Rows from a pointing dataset
[start]
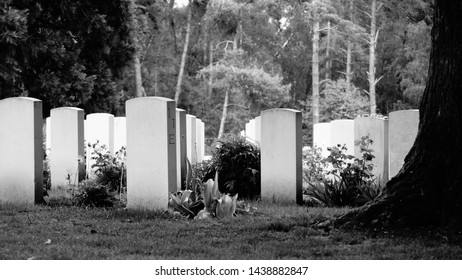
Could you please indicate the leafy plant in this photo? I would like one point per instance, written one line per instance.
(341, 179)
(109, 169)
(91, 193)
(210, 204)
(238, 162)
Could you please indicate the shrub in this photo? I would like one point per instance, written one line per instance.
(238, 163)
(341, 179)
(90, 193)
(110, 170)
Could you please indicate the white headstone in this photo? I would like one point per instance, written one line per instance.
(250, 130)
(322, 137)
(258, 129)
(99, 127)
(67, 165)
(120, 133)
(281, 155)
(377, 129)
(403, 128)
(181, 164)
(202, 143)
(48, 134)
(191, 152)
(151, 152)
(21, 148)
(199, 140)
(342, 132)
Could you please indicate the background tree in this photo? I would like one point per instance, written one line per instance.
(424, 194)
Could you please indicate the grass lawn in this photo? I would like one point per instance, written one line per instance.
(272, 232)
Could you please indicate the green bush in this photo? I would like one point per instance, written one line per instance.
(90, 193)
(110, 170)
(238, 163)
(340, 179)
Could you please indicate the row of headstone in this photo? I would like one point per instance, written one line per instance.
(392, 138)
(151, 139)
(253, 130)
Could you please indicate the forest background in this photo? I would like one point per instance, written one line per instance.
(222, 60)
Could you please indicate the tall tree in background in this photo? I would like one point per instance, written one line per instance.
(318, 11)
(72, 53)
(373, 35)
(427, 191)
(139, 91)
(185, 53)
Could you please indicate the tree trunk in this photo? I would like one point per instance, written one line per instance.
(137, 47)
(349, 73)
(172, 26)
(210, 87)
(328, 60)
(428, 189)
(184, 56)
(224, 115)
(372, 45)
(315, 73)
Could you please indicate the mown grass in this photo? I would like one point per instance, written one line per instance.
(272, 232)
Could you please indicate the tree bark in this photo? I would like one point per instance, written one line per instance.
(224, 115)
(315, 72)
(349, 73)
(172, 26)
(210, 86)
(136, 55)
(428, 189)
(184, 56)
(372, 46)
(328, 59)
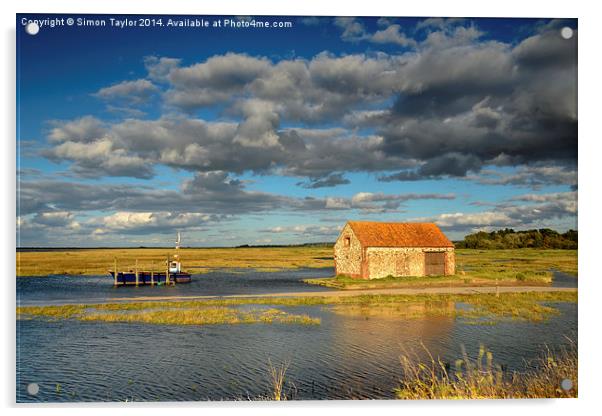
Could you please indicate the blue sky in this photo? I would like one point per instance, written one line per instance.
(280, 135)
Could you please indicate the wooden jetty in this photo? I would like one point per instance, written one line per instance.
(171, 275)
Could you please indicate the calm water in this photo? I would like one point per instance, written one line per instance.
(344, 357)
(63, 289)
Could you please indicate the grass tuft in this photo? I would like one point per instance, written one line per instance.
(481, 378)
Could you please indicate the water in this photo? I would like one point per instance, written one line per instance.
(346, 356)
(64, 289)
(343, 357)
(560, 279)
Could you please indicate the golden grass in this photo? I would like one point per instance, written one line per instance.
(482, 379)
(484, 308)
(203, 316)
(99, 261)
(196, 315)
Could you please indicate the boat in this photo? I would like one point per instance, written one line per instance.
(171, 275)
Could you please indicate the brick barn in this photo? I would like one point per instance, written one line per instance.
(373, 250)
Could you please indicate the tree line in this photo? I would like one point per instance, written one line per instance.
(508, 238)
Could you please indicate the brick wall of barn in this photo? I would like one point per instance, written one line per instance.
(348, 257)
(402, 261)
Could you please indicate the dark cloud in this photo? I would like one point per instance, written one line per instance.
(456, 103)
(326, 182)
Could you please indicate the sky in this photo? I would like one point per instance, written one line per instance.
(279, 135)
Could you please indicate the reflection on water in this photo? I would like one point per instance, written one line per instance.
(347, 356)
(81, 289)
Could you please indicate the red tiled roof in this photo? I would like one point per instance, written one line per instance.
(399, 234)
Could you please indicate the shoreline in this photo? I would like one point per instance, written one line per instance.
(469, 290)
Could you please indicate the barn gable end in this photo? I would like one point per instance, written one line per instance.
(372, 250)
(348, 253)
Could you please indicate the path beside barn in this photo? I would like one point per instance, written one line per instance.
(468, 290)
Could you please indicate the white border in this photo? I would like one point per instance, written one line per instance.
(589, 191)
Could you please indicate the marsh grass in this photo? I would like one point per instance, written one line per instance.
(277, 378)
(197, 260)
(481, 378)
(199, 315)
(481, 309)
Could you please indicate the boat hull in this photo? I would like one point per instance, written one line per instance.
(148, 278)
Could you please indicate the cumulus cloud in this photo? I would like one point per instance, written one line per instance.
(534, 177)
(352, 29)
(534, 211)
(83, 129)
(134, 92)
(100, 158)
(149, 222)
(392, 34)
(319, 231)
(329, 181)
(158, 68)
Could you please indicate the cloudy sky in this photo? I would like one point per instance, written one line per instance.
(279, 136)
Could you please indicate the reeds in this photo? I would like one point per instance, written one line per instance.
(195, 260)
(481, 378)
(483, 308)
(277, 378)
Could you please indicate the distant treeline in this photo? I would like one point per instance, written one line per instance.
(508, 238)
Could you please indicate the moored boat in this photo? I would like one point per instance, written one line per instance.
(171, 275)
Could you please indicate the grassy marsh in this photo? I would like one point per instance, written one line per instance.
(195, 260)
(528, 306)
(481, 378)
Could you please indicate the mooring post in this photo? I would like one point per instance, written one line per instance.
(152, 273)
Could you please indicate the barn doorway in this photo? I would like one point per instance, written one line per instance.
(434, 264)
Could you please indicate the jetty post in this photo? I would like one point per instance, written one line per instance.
[end]
Rewrite the lines from the one containing "Could you please indicate the mooring" through the end of the data, inclusive, scaling every coordinate in the answers by 2.5 and rounding each to a whole number, with halves rounded up. Leave the other lines as they are.

Could you please indicate the mooring post in this photo? I would like one point per instance, written one line per instance.
(380, 683)
Could you please indicate the barn doorway in this photo? I would like one point per instance, written one line per instance.
(1085, 660)
Could you please indicate the jetty post in this photo? I would like one point per instance, written one line per instance.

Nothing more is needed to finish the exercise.